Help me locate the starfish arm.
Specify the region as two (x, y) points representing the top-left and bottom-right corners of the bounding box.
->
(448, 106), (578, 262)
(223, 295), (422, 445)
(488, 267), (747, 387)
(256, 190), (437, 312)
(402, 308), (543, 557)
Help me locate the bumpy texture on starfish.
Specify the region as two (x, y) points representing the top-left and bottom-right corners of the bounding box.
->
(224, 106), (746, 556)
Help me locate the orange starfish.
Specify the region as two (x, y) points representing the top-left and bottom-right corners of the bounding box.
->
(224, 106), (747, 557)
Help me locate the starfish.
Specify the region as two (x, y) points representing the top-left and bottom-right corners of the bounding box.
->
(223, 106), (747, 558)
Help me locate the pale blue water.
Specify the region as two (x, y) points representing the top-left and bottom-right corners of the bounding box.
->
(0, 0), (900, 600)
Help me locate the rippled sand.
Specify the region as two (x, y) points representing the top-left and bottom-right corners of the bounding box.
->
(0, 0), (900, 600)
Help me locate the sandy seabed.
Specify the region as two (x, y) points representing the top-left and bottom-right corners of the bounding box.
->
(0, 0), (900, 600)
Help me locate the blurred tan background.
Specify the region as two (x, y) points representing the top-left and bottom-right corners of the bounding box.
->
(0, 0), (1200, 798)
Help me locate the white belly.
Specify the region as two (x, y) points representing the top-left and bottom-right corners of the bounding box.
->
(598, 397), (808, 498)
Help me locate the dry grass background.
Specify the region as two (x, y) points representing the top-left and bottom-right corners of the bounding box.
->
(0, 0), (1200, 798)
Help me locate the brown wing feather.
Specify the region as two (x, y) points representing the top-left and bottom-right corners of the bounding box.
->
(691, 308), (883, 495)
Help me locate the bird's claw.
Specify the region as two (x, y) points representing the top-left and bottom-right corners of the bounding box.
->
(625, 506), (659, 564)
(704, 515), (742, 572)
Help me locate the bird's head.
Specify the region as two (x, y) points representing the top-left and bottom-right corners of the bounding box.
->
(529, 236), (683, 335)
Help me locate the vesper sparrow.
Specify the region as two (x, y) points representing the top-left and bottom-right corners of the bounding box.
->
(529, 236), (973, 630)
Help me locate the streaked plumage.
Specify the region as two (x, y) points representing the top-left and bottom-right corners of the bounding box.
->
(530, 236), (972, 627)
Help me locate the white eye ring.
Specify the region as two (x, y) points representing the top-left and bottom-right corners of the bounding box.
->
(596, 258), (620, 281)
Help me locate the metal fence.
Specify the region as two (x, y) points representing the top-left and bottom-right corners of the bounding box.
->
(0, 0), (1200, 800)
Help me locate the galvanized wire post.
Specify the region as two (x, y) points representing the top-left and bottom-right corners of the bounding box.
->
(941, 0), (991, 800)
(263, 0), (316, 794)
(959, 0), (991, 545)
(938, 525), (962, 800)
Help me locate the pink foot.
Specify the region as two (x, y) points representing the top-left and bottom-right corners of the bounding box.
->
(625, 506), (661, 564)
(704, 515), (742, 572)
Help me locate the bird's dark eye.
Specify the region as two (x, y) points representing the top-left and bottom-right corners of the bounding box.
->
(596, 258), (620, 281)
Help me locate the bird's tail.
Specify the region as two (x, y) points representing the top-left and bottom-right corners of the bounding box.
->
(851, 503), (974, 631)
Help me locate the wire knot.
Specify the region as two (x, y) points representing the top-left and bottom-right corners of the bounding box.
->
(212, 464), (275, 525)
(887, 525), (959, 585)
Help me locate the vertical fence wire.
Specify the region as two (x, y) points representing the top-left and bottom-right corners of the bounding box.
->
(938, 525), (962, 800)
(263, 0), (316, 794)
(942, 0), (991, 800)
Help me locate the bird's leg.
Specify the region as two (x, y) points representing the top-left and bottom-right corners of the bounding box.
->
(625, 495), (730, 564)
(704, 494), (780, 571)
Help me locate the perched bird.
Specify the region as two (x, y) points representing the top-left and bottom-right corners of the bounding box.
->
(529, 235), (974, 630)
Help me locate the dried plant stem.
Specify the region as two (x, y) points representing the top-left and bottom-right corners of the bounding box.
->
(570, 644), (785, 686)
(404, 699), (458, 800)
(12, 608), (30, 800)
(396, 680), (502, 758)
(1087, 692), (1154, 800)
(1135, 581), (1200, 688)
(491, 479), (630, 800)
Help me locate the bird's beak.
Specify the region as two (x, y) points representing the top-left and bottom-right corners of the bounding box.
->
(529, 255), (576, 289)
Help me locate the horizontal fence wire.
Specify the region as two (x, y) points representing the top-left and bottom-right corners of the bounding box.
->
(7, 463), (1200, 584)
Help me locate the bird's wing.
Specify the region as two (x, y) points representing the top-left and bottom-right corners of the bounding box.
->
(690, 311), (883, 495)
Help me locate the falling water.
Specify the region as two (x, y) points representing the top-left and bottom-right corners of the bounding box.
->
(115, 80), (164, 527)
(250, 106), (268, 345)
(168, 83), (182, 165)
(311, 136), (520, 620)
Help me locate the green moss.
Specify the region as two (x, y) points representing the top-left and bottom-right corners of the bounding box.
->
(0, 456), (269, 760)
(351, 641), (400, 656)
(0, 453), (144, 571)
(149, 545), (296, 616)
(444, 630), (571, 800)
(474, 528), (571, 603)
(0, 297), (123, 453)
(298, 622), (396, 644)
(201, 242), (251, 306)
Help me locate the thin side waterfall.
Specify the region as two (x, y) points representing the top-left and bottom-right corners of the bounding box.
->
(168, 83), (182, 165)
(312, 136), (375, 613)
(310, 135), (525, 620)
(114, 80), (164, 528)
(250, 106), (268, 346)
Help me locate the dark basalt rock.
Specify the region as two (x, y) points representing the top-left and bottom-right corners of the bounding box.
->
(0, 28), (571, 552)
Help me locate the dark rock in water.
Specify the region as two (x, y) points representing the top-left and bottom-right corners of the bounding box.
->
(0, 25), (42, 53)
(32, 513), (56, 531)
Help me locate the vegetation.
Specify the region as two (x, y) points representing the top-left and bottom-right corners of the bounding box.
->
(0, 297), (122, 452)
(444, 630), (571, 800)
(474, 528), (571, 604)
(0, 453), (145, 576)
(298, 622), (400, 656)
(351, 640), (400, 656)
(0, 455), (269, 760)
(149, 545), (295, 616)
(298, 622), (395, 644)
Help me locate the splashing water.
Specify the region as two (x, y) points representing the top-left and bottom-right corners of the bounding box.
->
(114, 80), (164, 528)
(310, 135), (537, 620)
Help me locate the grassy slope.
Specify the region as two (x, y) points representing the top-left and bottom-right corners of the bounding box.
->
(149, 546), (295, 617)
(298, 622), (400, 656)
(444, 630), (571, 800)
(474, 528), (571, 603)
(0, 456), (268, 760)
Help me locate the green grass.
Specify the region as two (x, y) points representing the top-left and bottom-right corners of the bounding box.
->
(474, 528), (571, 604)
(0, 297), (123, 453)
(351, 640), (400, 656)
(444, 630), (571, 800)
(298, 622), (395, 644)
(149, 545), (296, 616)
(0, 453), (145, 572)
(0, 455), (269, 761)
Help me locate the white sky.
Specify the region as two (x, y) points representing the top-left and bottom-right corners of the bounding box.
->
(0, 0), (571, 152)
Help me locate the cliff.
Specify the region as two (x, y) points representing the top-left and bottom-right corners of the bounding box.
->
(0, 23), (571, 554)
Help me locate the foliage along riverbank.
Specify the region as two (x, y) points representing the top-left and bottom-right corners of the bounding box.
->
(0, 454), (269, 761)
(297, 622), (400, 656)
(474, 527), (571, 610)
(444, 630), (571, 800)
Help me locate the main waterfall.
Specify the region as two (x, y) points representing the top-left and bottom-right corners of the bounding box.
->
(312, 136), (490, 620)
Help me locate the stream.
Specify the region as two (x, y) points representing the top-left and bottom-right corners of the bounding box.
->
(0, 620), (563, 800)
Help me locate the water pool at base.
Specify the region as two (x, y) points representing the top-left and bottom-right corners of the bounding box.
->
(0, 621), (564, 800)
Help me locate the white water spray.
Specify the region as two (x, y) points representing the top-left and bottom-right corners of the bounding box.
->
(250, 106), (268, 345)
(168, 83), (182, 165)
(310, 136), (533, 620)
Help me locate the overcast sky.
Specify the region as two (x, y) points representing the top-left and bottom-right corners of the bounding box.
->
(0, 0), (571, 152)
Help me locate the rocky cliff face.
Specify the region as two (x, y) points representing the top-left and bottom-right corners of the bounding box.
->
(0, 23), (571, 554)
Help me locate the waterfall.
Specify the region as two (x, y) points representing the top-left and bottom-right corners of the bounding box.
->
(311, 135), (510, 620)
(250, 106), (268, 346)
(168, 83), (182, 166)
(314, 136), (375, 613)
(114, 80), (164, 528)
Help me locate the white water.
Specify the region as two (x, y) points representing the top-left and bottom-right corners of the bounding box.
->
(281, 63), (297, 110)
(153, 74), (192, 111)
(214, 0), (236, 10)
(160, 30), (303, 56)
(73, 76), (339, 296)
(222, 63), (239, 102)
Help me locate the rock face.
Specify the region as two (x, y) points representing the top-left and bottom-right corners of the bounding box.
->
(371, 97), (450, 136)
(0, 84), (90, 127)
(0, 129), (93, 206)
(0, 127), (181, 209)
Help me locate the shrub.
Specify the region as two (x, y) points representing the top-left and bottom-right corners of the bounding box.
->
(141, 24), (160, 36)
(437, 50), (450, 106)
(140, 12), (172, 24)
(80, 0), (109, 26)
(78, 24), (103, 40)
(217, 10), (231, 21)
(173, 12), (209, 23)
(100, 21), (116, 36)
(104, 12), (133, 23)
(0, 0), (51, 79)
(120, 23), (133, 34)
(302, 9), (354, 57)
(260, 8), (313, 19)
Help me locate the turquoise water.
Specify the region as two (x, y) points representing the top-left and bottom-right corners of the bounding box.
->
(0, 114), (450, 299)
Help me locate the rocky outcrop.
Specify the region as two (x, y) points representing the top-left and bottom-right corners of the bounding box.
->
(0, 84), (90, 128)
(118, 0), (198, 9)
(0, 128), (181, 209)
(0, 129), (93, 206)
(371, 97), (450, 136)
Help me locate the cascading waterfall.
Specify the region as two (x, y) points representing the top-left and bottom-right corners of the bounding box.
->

☆ ☆ ☆ ☆ ☆

The task
Starting with the row with "Help me locate the cliff." and going on through the row with "(0, 621), (564, 800)", write those lines out again with "main waterfall" replaced by "tallest waterfall" and everything else kept the same.

Solution to this task
Help me locate the cliff.
Specify the region as two (x, y) points representing the top-left and bottom-right corners of the bounding box.
->
(0, 23), (571, 554)
Help me locate the foliage along riverbank.
Specify the region as two (x, y) points representing the top-left and bottom-right corners of the bounding box.
->
(0, 454), (269, 761)
(297, 622), (400, 656)
(474, 527), (571, 610)
(444, 630), (571, 800)
Help me locate the tallest waterfall.
Specify the region as two (x, y) points representing the top-left and bottom-right corners of the bounding box.
->
(312, 136), (490, 620)
Help me locate the stream.
Specify the region as two (x, y) points representing the top-left and bottom-right corners of the bounding box.
->
(0, 620), (563, 800)
Help me locate the water pool at base.
Specify the region as two (x, y) points representing the top-left and bottom-right corners of the bounding box.
->
(0, 621), (564, 800)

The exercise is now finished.